- WHAT IS BEING ASKED -
Repeat verbatim the lines of the data below, beginning with the line containing "Mark each instance of the evergreen" and continuing to the end.

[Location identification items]
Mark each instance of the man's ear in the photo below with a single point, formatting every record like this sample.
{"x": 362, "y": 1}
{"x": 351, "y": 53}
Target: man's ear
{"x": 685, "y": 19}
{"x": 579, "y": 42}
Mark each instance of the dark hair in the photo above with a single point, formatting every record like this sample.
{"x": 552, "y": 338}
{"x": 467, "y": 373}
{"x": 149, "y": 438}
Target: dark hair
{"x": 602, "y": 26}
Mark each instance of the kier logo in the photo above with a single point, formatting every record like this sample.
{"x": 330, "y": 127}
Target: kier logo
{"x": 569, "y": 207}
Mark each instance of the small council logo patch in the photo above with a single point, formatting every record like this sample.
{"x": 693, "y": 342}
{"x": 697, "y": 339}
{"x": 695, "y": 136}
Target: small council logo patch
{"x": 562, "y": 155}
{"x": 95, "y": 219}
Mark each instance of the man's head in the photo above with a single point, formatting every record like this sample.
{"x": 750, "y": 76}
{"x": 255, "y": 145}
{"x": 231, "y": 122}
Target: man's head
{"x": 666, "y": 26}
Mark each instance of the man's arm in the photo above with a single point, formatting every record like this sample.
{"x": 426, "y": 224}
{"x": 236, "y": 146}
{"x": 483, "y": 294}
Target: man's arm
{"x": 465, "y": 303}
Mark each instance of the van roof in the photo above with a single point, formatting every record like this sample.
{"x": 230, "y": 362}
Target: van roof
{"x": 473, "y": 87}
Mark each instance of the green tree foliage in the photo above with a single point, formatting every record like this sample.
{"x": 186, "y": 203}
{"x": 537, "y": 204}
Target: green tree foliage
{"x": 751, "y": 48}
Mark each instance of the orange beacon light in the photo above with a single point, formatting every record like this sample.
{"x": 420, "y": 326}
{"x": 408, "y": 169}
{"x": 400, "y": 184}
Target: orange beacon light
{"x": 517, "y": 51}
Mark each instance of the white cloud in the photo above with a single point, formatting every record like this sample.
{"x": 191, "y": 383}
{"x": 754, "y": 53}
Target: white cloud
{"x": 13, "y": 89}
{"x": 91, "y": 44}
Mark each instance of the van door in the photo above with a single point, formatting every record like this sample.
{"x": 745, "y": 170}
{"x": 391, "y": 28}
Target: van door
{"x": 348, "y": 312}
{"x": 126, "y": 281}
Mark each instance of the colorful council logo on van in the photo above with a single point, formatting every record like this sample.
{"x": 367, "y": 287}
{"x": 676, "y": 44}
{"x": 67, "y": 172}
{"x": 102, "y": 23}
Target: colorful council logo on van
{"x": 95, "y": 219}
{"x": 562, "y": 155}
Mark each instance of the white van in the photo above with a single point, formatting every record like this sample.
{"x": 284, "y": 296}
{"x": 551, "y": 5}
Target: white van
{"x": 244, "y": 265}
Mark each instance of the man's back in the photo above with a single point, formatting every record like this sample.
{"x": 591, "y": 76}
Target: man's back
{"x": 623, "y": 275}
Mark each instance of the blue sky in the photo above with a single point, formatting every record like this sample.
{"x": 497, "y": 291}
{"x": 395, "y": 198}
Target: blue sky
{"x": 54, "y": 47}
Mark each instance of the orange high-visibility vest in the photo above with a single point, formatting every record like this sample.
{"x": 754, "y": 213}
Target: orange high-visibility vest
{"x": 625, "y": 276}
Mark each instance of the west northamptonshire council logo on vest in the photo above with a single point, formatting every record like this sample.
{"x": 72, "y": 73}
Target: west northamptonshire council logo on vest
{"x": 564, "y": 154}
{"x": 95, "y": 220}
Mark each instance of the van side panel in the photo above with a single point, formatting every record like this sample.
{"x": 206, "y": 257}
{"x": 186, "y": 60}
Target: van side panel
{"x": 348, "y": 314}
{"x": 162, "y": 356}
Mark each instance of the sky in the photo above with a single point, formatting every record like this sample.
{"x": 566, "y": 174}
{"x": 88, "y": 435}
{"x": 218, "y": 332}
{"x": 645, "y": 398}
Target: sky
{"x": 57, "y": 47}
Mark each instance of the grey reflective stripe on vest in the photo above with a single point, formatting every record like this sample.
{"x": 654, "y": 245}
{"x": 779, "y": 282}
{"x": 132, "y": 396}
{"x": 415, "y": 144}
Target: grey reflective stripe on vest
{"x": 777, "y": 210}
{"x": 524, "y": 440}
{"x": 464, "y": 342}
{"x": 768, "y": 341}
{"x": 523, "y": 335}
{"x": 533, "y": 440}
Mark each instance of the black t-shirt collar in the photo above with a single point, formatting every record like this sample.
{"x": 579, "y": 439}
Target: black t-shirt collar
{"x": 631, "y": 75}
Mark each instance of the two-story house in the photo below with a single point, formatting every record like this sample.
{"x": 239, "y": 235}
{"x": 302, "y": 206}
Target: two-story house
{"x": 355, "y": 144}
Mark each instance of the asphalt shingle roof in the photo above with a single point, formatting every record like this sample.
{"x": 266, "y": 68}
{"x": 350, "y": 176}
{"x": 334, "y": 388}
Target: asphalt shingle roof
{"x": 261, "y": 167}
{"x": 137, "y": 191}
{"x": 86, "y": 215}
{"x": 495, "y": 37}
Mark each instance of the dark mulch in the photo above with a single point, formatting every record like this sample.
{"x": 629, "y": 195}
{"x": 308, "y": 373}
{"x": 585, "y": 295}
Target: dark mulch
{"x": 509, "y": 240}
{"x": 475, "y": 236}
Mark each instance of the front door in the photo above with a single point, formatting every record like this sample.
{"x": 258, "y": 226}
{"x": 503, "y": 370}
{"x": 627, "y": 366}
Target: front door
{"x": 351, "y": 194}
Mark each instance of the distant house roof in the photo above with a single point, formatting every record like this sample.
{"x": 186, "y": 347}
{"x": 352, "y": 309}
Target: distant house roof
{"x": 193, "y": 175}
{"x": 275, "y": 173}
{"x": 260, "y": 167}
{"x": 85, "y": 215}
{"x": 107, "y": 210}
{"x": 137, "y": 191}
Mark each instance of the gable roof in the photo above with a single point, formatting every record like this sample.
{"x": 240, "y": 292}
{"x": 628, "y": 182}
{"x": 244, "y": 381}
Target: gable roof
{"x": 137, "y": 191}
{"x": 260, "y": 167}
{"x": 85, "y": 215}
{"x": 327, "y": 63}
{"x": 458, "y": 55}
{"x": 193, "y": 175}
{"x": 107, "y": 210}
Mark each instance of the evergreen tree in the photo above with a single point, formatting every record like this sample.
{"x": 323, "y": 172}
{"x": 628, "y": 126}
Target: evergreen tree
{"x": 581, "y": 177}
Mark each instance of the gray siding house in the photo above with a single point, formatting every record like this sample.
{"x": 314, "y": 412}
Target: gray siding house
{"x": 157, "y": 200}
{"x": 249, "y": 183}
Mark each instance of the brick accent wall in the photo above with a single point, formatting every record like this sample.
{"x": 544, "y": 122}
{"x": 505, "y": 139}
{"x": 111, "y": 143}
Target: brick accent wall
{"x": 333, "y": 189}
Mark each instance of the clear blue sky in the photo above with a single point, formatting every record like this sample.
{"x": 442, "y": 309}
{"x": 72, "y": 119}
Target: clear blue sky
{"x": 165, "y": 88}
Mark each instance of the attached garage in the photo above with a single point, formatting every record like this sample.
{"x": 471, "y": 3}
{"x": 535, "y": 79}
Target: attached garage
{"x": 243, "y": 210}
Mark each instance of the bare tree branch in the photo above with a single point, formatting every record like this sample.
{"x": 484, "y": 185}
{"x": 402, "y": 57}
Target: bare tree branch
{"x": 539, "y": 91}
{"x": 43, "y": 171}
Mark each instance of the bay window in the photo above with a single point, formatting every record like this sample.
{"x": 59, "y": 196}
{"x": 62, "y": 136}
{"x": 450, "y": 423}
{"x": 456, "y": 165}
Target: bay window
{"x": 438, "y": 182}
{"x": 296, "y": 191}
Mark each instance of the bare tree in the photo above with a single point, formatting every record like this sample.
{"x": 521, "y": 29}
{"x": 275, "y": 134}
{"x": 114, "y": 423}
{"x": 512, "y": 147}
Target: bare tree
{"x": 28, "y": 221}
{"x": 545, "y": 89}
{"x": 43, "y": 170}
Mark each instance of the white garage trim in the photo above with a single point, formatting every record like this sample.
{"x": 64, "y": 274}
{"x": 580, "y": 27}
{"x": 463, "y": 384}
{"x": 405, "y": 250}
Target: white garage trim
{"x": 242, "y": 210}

- THE ANSWER -
Mark each instance of the evergreen tree in the photo above with a single point, formatting every record like this sample.
{"x": 323, "y": 172}
{"x": 628, "y": 126}
Target: evergreen tree
{"x": 581, "y": 177}
Mark each instance of the gray siding house in the photo above with a single point, formatting every record like this sample.
{"x": 314, "y": 412}
Target: gray siding house
{"x": 157, "y": 200}
{"x": 249, "y": 183}
Mark each instance of the brick accent wall in the photo above with a single point, formatting every record like this sample.
{"x": 544, "y": 122}
{"x": 505, "y": 139}
{"x": 111, "y": 143}
Target: brick accent wall
{"x": 333, "y": 189}
Mark each instance of the clear blue sky in the photo above with a single point, formatting every record like this sample.
{"x": 442, "y": 309}
{"x": 72, "y": 119}
Target: clear blue sky
{"x": 165, "y": 88}
Mark each instance of the attached garage in the photo above with a single point, formatting every record like this sample.
{"x": 471, "y": 3}
{"x": 535, "y": 79}
Target: attached garage
{"x": 243, "y": 210}
Mark each instance of the bare tree branch in the photo above with a single point, formatting every record like this sample.
{"x": 484, "y": 185}
{"x": 402, "y": 57}
Target: bare tree branch
{"x": 539, "y": 91}
{"x": 43, "y": 171}
Mark each instance of the bay window in the photo above with a single point, formatting every record like this sample.
{"x": 59, "y": 196}
{"x": 62, "y": 136}
{"x": 450, "y": 423}
{"x": 456, "y": 165}
Target: bay window
{"x": 438, "y": 182}
{"x": 296, "y": 191}
Mark each instance of the bare tree in the photo above with a single point, formatting every record like this sample.
{"x": 521, "y": 29}
{"x": 275, "y": 134}
{"x": 114, "y": 423}
{"x": 512, "y": 147}
Target: bare tree
{"x": 28, "y": 221}
{"x": 545, "y": 89}
{"x": 43, "y": 170}
Mark each instance of the white garage trim in the photo above with a single point, formatting every record like this sample.
{"x": 64, "y": 274}
{"x": 580, "y": 27}
{"x": 463, "y": 384}
{"x": 405, "y": 250}
Target: white garage trim
{"x": 242, "y": 210}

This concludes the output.